'''

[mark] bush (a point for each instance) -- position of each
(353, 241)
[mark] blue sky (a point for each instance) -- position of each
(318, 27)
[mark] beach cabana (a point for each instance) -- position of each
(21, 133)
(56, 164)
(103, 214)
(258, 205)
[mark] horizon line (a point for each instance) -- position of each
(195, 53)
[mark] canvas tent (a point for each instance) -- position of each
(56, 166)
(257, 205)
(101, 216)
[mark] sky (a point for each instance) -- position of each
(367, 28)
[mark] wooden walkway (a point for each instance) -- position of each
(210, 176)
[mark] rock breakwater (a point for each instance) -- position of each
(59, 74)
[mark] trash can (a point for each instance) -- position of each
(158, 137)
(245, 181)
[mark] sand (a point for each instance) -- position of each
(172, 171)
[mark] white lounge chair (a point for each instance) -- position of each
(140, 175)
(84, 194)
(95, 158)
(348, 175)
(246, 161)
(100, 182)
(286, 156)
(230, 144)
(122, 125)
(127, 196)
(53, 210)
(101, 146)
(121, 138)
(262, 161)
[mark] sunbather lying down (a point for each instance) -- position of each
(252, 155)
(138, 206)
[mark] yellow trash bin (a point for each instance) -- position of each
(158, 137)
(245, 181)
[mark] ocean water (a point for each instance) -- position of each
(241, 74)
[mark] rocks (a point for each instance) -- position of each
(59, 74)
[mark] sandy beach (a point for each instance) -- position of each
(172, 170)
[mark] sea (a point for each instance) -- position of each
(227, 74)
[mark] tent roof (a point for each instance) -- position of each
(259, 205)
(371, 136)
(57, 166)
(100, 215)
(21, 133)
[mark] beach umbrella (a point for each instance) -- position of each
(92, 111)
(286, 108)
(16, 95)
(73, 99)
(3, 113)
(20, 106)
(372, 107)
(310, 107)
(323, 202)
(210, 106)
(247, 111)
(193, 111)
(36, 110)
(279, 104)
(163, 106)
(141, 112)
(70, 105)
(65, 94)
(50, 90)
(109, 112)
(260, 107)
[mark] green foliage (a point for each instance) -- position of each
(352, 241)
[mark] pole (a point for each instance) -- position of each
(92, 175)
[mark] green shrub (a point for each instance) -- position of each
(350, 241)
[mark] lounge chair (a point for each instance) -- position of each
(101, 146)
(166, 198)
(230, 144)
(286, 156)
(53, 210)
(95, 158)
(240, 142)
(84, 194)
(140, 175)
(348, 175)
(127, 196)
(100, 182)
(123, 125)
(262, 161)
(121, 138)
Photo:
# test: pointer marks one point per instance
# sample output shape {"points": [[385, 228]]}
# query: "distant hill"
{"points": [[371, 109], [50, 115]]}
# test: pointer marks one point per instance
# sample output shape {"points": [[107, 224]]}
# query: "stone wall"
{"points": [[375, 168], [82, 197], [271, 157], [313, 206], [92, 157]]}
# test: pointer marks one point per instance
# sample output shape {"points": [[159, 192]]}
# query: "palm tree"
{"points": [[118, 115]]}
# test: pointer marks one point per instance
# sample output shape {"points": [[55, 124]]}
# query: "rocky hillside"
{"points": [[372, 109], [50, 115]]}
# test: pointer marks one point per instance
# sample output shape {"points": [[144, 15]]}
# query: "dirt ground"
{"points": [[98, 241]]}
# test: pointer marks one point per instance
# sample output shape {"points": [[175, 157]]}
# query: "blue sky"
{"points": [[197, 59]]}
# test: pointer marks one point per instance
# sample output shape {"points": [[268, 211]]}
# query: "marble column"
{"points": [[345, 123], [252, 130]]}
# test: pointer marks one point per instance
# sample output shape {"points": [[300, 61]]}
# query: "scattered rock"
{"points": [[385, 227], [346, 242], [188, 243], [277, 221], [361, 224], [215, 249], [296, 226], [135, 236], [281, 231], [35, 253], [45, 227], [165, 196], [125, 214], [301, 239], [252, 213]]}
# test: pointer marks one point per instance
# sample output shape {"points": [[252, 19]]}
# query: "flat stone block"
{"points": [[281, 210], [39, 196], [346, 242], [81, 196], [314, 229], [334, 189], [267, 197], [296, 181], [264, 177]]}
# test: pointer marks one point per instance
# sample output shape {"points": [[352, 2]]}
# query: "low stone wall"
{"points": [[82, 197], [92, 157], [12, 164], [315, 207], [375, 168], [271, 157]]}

'''

## DESCRIPTION OF THE TASK
Please output the complete data exactly.

## TASK ANSWER
[mark] bush (a point for each instance) -- position of each
(353, 241)
[mark] blue sky (a point for each instance) -- position of each
(318, 27)
[mark] beach cabana (a point for each instance) -- position of each
(21, 133)
(56, 164)
(103, 214)
(258, 205)
[mark] horizon line (a point for each instance) -- position of each
(195, 53)
[mark] canvas tent (a point for each instance) -- position of each
(56, 166)
(257, 205)
(101, 216)
[mark] sky (a point for each instance) -- position of each
(367, 28)
[mark] wooden walkway (a point for each instance) -- position of each
(210, 176)
[mark] rock breakwater (a point for each instance) -- position of each
(59, 74)
[mark] trash can (a point for each instance) -- position of each
(158, 137)
(245, 181)
[mark] sand (a point for each instance) -- position of each
(172, 171)
[mark] white lounge chair (a point for each instance) -- position of each
(140, 175)
(84, 194)
(95, 158)
(348, 175)
(246, 161)
(100, 182)
(286, 156)
(230, 144)
(122, 125)
(127, 196)
(53, 210)
(101, 146)
(121, 138)
(262, 161)
[mark] sunbather lying down (a point for each instance) -- position of each
(252, 155)
(138, 206)
[mark] yellow trash bin (a point for each instance) -- position of each
(158, 137)
(245, 181)
[mark] ocean water (a point for each instance) -- position of each
(241, 74)
[mark] rocks (a point for each instance) -- position of each
(59, 74)
[mark] sandy beach (a point for each instance) -- position of each
(172, 170)
[mark] sea (a point for each instance) -- position of each
(227, 74)
[mark] tent roof (a point for each instance) -- position of each
(259, 205)
(371, 136)
(57, 166)
(100, 215)
(21, 133)
[mark] beach umbrella (a point for each instance) -- position of each
(92, 111)
(286, 108)
(16, 95)
(73, 99)
(3, 113)
(20, 106)
(372, 107)
(310, 107)
(323, 202)
(210, 106)
(247, 111)
(193, 111)
(36, 110)
(279, 104)
(163, 106)
(141, 112)
(70, 105)
(65, 94)
(50, 90)
(109, 112)
(260, 107)
[mark] green foliage (a point for each instance) -- position of each
(352, 241)
[mark] pole (a point for each instance) -- position of each
(92, 175)
[mark] green shrub (a point for each instance) -- position of each
(350, 241)
[mark] lounge chair (a point for each instance) -- position of each
(101, 146)
(166, 198)
(230, 144)
(286, 156)
(53, 210)
(95, 158)
(240, 142)
(84, 194)
(140, 175)
(348, 175)
(127, 196)
(100, 182)
(123, 125)
(262, 161)
(121, 138)
Photo:
# test: pointer marks one point per instance
# sample output shape {"points": [[385, 228]]}
# query: "distant hill"
{"points": [[371, 109], [50, 115]]}
# test: pointer marks one point per instance
# sample output shape {"points": [[107, 224]]}
# query: "stone wall"
{"points": [[375, 168], [82, 197], [271, 157], [313, 206], [92, 157]]}
# test: pointer marks one point per instance
# sample output shape {"points": [[159, 192]]}
# query: "palm tree"
{"points": [[118, 115]]}
# test: pointer marks one point per instance
# sample output shape {"points": [[55, 124]]}
# query: "rocky hillside"
{"points": [[372, 109], [50, 115]]}
# test: pointer marks one point per instance
# sample output shape {"points": [[144, 15]]}
# query: "dirt ground"
{"points": [[98, 241]]}
# test: pointer marks one point per instance
# sample output shape {"points": [[175, 157]]}
# query: "blue sky"
{"points": [[197, 59]]}
# test: pointer marks one point per instance
# sample output shape {"points": [[268, 211]]}
# query: "marble column"
{"points": [[345, 123], [252, 130]]}
# test: pointer marks one point per instance
# sample output shape {"points": [[300, 61]]}
# query: "scattered rock"
{"points": [[385, 227], [346, 242], [188, 243], [277, 221], [361, 224], [215, 249], [296, 226], [135, 236], [281, 231], [35, 253], [45, 227], [165, 196], [125, 214], [301, 239], [252, 213]]}
# test: pointer marks one point per instance
# sample output shape {"points": [[252, 19]]}
# query: "flat stone block"
{"points": [[281, 210], [39, 196], [346, 242], [81, 196], [314, 229], [334, 189], [267, 197], [296, 181], [264, 177]]}
# test: pointer marks one point per instance
# sample output shape {"points": [[352, 2]]}
# query: "low stone wall"
{"points": [[82, 197], [92, 157], [12, 164], [315, 207], [375, 168], [271, 157]]}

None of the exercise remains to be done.